__Records provided__.
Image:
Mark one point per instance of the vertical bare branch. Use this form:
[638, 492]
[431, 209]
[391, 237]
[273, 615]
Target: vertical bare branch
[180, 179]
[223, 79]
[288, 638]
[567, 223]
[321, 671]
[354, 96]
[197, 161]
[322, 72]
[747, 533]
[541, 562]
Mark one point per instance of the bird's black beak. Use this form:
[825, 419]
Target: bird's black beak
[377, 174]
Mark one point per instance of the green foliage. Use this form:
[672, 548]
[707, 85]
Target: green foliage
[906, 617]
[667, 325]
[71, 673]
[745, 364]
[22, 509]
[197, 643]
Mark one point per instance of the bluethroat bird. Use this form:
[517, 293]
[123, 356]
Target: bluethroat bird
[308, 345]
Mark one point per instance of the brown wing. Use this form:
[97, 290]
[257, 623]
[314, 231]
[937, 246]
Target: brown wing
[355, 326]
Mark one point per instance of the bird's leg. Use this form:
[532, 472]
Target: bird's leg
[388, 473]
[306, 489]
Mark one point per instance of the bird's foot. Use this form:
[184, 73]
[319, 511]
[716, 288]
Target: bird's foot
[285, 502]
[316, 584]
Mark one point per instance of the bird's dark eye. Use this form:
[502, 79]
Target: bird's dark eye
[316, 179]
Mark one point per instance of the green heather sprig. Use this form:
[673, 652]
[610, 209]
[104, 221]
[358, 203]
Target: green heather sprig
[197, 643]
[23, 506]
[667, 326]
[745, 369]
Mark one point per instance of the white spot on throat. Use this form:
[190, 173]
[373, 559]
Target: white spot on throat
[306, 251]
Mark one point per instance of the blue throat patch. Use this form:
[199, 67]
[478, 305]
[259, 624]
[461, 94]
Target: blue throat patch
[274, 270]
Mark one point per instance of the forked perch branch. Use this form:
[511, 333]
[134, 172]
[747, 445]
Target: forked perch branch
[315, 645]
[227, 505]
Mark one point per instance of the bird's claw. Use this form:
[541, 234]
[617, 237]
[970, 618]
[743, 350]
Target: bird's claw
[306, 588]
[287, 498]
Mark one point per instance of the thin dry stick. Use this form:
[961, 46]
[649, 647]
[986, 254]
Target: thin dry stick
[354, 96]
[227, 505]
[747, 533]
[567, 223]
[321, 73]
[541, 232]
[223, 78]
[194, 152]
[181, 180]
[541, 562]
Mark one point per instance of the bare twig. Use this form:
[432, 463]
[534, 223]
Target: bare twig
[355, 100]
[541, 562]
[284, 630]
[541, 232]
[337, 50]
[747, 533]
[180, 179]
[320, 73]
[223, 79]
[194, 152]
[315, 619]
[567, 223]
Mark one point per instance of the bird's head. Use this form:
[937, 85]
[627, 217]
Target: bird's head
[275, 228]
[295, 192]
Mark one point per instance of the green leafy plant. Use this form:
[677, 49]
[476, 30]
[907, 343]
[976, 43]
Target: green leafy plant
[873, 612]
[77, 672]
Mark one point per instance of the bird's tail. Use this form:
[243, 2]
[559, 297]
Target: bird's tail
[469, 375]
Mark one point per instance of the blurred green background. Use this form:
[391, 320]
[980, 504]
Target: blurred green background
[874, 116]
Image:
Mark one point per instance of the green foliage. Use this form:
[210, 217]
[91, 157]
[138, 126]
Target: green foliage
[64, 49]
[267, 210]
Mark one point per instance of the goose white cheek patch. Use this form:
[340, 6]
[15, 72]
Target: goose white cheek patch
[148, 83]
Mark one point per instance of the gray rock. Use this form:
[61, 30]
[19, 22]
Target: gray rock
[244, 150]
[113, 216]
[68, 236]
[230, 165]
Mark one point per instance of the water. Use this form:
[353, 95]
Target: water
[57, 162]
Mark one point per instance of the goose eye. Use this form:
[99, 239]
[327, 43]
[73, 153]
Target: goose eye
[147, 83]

__Set task__. Reproduce the material verbatim, line by line.

__Output for this exercise__.
Image:
Mark one point per instance of the vertical bare branch. Use this form:
[638, 492]
[431, 209]
[391, 237]
[273, 615]
Target: vertical bare branch
[180, 179]
[223, 79]
[288, 638]
[567, 223]
[321, 671]
[354, 96]
[197, 161]
[322, 72]
[747, 533]
[541, 562]
Mark one point per instance of the bird's black beak. Use this form:
[825, 419]
Target: bird's black beak
[377, 174]
Mark one point per instance of the green foliage. Use this form:
[672, 548]
[707, 85]
Target: green foliage
[906, 617]
[667, 325]
[71, 673]
[745, 364]
[22, 509]
[197, 643]
Mark one point per instance of the bluethroat bird. Use this form:
[517, 293]
[123, 356]
Target: bluethroat bird
[308, 345]
Mark one point per instance of the brown wing. Use this form:
[97, 290]
[257, 623]
[314, 231]
[937, 246]
Target: brown wing
[355, 326]
Mark one point per instance of the bird's leg. Use this form:
[532, 472]
Target: bird's leg
[388, 473]
[306, 489]
Mark one point per instance of the bird's foot. Use this form:
[184, 73]
[319, 511]
[716, 288]
Target: bird's foot
[285, 502]
[316, 584]
Mark one point per instance of the bird's dark eye. Use this form:
[502, 79]
Target: bird's dark eye
[316, 179]
Mark one point per instance of the green heather sprig. Use this form:
[673, 652]
[610, 209]
[104, 221]
[358, 203]
Target: green heather sprig
[197, 643]
[23, 506]
[667, 326]
[745, 369]
Mark one point per instance of the white spot on throat. Use this form:
[190, 173]
[373, 559]
Target: white spot on throat
[306, 251]
Mark one point per instance of the blue throat patch. Use this form:
[199, 67]
[478, 305]
[259, 624]
[461, 94]
Target: blue throat patch
[274, 270]
Mark one point per instance of the forked perch branch. Use this form:
[511, 333]
[134, 172]
[747, 445]
Target: forked perch branch
[315, 645]
[227, 505]
Mark one point per instance of the bird's claw. Use this form:
[541, 234]
[617, 237]
[970, 618]
[743, 350]
Target: bird's claw
[306, 588]
[287, 498]
Mark one point per instance of the thin dry stick. Use this form:
[961, 46]
[649, 647]
[986, 254]
Target: thin dry stick
[354, 96]
[227, 505]
[747, 533]
[567, 223]
[321, 73]
[541, 232]
[223, 78]
[194, 152]
[181, 180]
[541, 562]
Mark one point per instance of the bare twig. Use this form:
[432, 463]
[534, 223]
Target: bare twig
[355, 100]
[541, 562]
[284, 630]
[541, 232]
[337, 50]
[747, 533]
[180, 179]
[320, 73]
[223, 79]
[194, 152]
[315, 619]
[567, 223]
Mark one point per instance of the bird's head. Use this form:
[937, 85]
[627, 217]
Target: bird's head
[275, 228]
[295, 192]
Mark one point per instance of the green leafy plant. Use this form:
[677, 49]
[476, 30]
[907, 343]
[976, 43]
Target: green leafy plant
[873, 612]
[77, 672]
Mark one point per instance of the bird's tail. Use this form:
[243, 2]
[559, 297]
Target: bird's tail
[469, 375]
Mark one point per instance of the blurred green background. Use this form:
[391, 320]
[980, 504]
Target: blurred green background
[874, 116]
Image:
Mark one point per instance of the green foliage. Use this form:
[210, 217]
[91, 157]
[138, 126]
Target: green foliage
[64, 49]
[267, 210]
Mark one point per instance of the goose white cheek patch. Use this form:
[340, 6]
[15, 72]
Target: goose white cheek patch
[148, 83]
Mark one point per instance of the gray rock. Use this form:
[61, 30]
[19, 22]
Target: gray rock
[244, 150]
[113, 216]
[68, 236]
[230, 165]
Mark one point per instance of the water. Use this form:
[353, 95]
Target: water
[57, 162]
Mark one point per instance of the goose eye. Use this form:
[99, 239]
[327, 43]
[73, 153]
Target: goose eye
[147, 83]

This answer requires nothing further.